THE PROBLEM
Copy each entry below verbatim. Skip the pictures.

RAW DATA
= Beginning of Section =

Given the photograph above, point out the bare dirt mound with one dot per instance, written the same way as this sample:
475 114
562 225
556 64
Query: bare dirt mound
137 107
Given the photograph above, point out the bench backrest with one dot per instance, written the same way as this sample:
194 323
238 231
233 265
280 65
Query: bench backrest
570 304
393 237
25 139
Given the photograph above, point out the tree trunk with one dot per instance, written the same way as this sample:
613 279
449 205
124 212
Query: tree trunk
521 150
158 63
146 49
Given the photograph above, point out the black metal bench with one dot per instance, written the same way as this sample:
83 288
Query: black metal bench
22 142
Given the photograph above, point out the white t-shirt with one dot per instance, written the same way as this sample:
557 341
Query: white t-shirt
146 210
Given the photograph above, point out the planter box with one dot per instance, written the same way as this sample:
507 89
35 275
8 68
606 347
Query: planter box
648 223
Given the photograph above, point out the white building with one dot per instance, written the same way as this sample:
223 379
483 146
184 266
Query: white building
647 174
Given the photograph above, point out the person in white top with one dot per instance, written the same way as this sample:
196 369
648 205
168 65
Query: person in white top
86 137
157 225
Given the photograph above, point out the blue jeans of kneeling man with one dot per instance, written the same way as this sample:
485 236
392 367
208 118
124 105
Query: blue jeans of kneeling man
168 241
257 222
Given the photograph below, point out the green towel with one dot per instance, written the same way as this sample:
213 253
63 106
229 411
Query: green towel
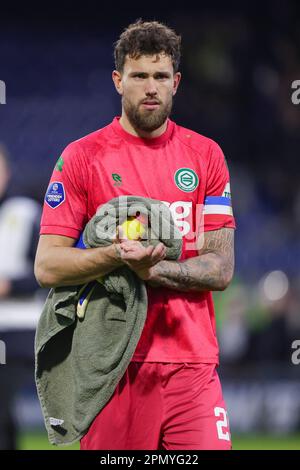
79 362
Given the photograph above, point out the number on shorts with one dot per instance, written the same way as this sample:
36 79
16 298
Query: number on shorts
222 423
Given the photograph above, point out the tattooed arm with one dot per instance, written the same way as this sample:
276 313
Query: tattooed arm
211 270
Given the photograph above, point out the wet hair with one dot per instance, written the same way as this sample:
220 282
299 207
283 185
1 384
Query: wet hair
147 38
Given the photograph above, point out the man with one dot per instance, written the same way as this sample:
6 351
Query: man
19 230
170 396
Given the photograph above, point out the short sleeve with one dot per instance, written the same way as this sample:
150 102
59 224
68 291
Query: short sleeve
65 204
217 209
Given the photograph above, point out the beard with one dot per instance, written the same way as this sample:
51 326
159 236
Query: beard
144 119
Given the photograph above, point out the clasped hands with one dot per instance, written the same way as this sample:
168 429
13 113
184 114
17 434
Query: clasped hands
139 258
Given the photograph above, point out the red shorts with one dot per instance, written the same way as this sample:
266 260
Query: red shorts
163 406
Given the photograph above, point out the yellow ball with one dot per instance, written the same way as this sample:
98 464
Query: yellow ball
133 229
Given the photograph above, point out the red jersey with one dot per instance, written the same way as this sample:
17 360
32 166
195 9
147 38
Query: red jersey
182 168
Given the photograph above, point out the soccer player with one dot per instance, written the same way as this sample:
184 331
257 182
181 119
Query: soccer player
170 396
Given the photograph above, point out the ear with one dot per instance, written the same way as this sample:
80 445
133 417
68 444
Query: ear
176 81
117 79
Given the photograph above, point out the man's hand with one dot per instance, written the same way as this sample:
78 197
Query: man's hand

= End of Section =

EXERCISE RESPONSE
Given the photograph above, point out the bare dirt mound with one dot per instance, written the same way as this sample:
475 114
562 225
556 64
Query: bare dirt mound
137 107
Given the photograph above, point out the bench backrest with one dot per instance, written the same way as this sample:
194 323
238 231
233 265
280 65
Query: bench backrest
570 304
393 237
25 139
Given the photograph above, point out the tree trunk with one dot per instance, written the same way as this sample:
613 279
449 205
124 212
Query: tree trunk
521 150
158 63
146 49
Given the photograph above, point out the black metal bench with one dot per instance, written the same way as this sample:
83 288
Query: black metal bench
22 142
Given the photograph above, point out the white t-shirt with one dot per instance, written the same way as this sample:
557 341
Query: white t-shirt
146 210
Given the photograph above, point out the planter box with one dot per instance, written the same way as this sample:
507 89
35 275
8 68
606 347
Query: planter box
648 223
Given the photograph above, point out the white building with one dot per instance, written the same way as this sample:
223 379
483 146
184 266
Query: white building
647 174
Given the photograph above, point out the person in white top with one dot per instance, written the same way as this sample:
196 369
648 205
168 65
Query: person in white top
86 137
157 225
Given the photograph above, point out the blue jeans of kneeling man with one dot per instance, written the same way as this sample:
485 236
392 367
208 118
124 105
Query: blue jeans of kneeling man
168 241
257 222
Given the photograph below, point out the green towel with one dot per instance, written the same way as this sample:
213 253
63 106
229 411
Query: green towel
79 362
Given the photograph above, point out the number on shorts with one dot per instance, written the same way as this sample:
36 79
16 298
Query: number on shorts
222 423
Given the photograph above, point out the tattooed arm with one dot per instance, written the same way as this sample:
276 313
Query: tattooed arm
211 270
Given the photograph above, point out the wet hair with one dot per instance, written the same way as this sample:
220 282
299 207
283 185
1 384
Query: wet hair
147 38
Given the photograph above, point out the man with one dot per instance, written the same way as this sample:
6 351
Query: man
19 230
170 396
Given the photograph above, point out the short sleeve with one dot per instance, written the same way as this sample:
150 102
59 224
68 291
Query: short sleeve
65 204
217 209
Given the photograph above, point out the beard with one dot per instance, written the same way as this sample:
51 326
159 236
Query: beard
144 119
Given the photograph above, point out the clasped hands with one dot per instance, written the same way as this sample:
168 429
13 113
184 114
17 434
Query: clasped hands
139 258
Given the photograph above, point out the red shorts with one dot per instance, written the same way as this sample:
266 260
Query: red shorts
163 406
Given the photograph above, point out the yellow ball with one dot per instance, written the same way as this sample:
98 464
Query: yellow ball
133 229
Given the photograph above, point out the red jersey with one dot per instance, written the same way as this sample:
17 360
32 166
195 9
147 38
Query: red jersey
182 168
Given the photograph above, point out the soccer player with one dot per instance, written the same way as this sample:
184 331
257 182
181 119
Query: soccer player
170 396
Given the photograph above, point out the ear with one dot per instance, written the same way as this sample:
80 445
133 417
68 444
Query: ear
176 81
117 79
Given the photograph above, point out the man's hand with one dot per instance, written the same way as this sample:
78 197
Query: man's hand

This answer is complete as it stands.